Direction: In the records below, find the line containing "Where can you spot the wicker sofa?"; copy exactly that line and all lines after it to the end, and nothing else.

Dataset records:
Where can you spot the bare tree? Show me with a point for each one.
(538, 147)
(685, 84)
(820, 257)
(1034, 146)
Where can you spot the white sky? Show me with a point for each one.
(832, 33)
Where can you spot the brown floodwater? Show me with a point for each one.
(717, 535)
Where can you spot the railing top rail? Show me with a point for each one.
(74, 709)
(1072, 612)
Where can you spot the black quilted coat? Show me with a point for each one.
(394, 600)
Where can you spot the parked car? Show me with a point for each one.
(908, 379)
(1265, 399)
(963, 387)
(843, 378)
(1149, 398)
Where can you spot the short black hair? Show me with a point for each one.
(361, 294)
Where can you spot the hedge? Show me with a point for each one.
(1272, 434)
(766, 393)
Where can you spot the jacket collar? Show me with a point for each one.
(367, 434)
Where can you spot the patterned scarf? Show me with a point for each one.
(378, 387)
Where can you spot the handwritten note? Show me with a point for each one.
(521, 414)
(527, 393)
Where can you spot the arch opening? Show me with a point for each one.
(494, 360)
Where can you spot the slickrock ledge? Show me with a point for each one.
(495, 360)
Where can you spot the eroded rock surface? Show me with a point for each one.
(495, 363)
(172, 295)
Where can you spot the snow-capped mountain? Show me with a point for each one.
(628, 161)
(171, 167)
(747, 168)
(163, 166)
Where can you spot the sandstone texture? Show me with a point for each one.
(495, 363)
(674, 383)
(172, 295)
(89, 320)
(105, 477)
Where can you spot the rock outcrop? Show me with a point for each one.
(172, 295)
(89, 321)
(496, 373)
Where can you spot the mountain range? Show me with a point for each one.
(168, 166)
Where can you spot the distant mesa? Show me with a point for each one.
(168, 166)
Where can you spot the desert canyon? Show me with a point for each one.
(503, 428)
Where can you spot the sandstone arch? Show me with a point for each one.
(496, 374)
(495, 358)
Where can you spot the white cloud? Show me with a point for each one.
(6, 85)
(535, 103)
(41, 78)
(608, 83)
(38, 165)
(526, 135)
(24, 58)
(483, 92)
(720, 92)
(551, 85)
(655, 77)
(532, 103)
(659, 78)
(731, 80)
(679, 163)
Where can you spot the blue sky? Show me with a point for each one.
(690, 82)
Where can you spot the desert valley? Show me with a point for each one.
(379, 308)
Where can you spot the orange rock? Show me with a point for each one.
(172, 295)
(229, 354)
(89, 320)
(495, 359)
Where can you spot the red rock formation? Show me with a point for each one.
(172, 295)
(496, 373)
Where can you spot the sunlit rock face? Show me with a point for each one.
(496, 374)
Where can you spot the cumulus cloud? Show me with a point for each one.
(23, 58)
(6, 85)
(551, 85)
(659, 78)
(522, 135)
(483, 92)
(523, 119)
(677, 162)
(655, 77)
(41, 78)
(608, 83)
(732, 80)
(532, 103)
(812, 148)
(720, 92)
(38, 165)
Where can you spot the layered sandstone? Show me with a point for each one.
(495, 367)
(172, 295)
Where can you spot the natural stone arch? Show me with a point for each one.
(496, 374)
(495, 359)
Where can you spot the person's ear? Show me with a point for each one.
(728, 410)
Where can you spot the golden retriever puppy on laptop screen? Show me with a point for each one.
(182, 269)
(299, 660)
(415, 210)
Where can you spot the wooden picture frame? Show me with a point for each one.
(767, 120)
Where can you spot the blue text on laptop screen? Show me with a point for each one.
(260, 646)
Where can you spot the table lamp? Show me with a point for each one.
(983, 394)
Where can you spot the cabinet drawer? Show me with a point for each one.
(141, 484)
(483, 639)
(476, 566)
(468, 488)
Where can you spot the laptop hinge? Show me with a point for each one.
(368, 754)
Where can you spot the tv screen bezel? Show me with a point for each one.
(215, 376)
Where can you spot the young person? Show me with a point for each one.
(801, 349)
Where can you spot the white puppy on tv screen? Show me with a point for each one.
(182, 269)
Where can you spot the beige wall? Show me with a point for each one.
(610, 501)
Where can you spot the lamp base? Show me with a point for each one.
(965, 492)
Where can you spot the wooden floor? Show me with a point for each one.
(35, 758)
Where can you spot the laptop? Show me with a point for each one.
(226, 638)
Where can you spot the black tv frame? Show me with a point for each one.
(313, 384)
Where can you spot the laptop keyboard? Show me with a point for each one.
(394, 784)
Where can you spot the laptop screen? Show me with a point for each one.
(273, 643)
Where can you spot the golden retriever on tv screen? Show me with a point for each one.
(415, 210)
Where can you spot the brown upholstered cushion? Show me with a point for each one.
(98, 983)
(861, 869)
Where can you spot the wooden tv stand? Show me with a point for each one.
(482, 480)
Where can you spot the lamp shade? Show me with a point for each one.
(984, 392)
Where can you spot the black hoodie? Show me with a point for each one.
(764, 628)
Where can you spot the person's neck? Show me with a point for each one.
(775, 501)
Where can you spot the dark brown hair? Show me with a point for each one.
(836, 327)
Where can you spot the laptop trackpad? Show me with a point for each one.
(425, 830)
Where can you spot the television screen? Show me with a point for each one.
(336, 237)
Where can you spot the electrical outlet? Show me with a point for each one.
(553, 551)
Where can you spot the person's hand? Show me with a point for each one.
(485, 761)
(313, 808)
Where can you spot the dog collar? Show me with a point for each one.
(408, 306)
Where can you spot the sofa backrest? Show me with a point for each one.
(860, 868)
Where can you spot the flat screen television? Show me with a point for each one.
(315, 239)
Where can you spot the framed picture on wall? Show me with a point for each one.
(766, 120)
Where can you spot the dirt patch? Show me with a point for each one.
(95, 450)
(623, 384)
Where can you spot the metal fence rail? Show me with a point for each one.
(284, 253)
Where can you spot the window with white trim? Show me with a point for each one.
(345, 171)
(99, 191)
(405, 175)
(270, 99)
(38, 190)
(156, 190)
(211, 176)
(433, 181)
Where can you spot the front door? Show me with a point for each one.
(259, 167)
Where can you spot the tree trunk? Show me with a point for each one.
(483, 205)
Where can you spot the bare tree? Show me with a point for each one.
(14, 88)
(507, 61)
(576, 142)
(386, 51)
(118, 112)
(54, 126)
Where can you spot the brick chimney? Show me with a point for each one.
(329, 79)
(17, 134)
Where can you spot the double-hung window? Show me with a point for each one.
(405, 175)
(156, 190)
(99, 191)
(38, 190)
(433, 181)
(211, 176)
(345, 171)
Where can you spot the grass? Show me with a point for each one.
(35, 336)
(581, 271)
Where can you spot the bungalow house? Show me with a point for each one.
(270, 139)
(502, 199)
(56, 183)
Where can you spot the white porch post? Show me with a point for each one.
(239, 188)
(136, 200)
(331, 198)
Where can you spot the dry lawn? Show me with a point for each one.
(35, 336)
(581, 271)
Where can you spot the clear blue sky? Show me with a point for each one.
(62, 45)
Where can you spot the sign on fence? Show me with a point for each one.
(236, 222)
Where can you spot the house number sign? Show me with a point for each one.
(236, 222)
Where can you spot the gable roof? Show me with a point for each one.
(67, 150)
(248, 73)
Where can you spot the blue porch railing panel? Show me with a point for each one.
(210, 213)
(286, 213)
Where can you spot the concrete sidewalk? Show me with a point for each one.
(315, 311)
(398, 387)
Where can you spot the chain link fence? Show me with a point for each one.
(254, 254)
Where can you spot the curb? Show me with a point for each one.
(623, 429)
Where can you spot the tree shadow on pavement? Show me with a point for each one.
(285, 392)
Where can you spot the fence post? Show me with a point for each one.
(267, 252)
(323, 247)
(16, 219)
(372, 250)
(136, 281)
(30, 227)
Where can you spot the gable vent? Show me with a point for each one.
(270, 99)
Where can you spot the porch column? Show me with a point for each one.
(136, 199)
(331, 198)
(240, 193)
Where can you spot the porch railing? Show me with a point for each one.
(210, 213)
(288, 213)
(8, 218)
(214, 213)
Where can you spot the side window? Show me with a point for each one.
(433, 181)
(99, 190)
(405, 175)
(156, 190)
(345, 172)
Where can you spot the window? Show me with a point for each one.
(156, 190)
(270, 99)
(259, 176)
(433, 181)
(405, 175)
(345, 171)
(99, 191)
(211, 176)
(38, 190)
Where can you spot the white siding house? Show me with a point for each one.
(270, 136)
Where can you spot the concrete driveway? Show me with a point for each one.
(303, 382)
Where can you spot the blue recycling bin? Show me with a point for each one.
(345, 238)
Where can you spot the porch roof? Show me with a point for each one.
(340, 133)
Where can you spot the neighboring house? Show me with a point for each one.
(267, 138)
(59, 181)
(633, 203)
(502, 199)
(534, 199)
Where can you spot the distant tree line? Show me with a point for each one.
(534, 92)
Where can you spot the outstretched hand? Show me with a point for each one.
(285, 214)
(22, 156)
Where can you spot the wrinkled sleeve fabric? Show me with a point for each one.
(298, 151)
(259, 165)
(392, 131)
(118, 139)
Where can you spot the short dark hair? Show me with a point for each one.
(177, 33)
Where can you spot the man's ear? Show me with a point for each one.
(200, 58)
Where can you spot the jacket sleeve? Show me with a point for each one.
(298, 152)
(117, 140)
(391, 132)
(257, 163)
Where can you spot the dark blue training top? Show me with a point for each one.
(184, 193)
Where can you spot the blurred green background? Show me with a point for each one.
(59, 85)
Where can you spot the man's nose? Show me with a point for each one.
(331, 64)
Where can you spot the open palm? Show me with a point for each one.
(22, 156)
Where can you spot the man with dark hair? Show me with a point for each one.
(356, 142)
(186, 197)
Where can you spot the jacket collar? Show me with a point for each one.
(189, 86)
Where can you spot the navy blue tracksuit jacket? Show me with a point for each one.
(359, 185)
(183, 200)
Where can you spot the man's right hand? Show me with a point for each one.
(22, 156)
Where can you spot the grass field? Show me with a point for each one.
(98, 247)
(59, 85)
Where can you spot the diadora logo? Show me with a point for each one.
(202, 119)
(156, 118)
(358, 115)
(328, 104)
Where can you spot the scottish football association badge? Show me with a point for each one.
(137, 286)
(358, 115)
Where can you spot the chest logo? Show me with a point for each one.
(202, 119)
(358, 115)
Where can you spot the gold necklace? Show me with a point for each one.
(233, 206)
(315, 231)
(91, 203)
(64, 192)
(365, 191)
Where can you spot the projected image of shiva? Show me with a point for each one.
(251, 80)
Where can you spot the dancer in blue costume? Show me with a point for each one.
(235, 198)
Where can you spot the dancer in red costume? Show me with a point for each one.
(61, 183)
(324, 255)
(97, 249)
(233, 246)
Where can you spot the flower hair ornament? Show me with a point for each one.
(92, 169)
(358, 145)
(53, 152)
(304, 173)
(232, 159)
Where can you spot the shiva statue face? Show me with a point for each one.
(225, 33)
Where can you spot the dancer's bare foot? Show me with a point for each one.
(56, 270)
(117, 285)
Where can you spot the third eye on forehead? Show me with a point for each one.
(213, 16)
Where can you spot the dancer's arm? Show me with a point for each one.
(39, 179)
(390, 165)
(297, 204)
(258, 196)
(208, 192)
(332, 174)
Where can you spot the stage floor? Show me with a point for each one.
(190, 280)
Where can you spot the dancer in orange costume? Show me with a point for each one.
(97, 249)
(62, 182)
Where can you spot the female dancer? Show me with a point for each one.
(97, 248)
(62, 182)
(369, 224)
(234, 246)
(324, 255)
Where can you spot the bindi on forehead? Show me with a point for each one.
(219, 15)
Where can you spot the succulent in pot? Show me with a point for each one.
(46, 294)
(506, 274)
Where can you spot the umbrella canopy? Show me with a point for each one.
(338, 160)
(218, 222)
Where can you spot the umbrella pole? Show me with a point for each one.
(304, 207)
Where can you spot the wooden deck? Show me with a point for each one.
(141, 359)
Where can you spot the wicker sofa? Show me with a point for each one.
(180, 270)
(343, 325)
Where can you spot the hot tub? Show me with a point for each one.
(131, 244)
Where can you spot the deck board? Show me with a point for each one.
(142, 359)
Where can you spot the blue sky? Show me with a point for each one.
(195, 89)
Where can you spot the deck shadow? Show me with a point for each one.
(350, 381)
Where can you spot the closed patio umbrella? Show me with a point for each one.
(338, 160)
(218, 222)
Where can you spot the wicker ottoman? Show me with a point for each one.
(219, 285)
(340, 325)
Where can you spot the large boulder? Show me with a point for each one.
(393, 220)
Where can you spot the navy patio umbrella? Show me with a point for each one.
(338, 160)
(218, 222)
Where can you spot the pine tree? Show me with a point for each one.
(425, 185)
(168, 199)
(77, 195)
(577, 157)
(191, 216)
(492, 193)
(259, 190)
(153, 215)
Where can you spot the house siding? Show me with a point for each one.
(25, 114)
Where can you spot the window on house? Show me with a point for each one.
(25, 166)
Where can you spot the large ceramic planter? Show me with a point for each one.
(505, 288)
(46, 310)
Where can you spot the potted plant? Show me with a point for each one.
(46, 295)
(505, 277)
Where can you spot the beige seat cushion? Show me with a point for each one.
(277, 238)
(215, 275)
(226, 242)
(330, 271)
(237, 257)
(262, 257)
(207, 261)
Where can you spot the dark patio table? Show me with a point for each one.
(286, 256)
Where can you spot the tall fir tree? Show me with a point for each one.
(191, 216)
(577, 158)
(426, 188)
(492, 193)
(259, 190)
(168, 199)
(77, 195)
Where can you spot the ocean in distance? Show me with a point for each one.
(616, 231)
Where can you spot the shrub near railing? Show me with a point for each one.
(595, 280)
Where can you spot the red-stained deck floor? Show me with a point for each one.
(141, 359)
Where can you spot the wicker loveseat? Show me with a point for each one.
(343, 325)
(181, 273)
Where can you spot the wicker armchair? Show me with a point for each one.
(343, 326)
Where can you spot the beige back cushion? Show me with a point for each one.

Problem solution:
Where can you spot the wicker sofa? Show me with a point for each one.
(180, 270)
(343, 325)
Where can you spot the hot tub? Show me with a point for each one.
(131, 244)
Where can you spot the deck board? Show me with a point for each one.
(142, 359)
Where can you spot the blue sky? Show me with a point for each one.
(195, 89)
Where can you spot the deck shadow? Show me with a point for each one.
(350, 381)
Where can you spot the closed patio umbrella? Show me with a point for each one.
(338, 160)
(218, 222)
Where can you spot the wicker ottoman? Show me with a point for each one.
(219, 285)
(340, 325)
Where can you spot the large boulder? Show me with a point for each one.
(393, 220)
Where can you spot the navy patio umbrella? Show me with a point for each one.
(338, 160)
(218, 222)
Where can you spot the pine tree? Show me with a point for each one.
(425, 185)
(168, 199)
(77, 195)
(577, 157)
(191, 216)
(492, 193)
(259, 190)
(153, 215)
Where can you spot the house siding? Show me with a point for each one.
(25, 114)
Where can you spot the window on house? Show me with a point for each one.
(25, 166)
Where can you spot the large ceramic planter? Show me with a point for each one.
(505, 288)
(46, 310)
Where can you spot the potted plant? Show me with a point for each one.
(46, 295)
(505, 277)
Where can you spot the beige seat cushion? Show me with a point for each one.
(277, 238)
(215, 275)
(226, 242)
(330, 271)
(237, 257)
(262, 257)
(207, 261)
Where can you spot the dark patio table? Show me with a point for each one.
(286, 256)
Where can you spot the tall fir tree? Show me with a point for each one.
(191, 216)
(577, 158)
(426, 188)
(492, 193)
(259, 190)
(168, 199)
(77, 195)
Where can you spot the ocean in distance? Show me with a point for each one.
(616, 231)
Where can you spot the shrub near railing? Show me with a point for each one.
(595, 280)
Where can you spot the red-stained deck floor? Show me with a point for each one.
(141, 359)
Where can you spot the wicker loveseat? Show me with a point for each one.
(343, 325)
(181, 273)
Where can you spot the wicker armchair? Show me with a point for each one.
(343, 326)
Where can you spot the beige back cushion? Show me with a point for each one.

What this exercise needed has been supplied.